## Set task
Lay out every line of the entries below as a numbered list, leaving out any blank lines.

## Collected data
** Start **

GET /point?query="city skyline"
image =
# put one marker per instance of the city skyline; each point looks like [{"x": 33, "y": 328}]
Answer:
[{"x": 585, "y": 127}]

** End **

## Full solution
1. GET /point?query="city skyline"
2. image =
3. # put one marker per instance of the city skyline; each point looks like [{"x": 33, "y": 328}]
4. Answer:
5. [{"x": 585, "y": 127}]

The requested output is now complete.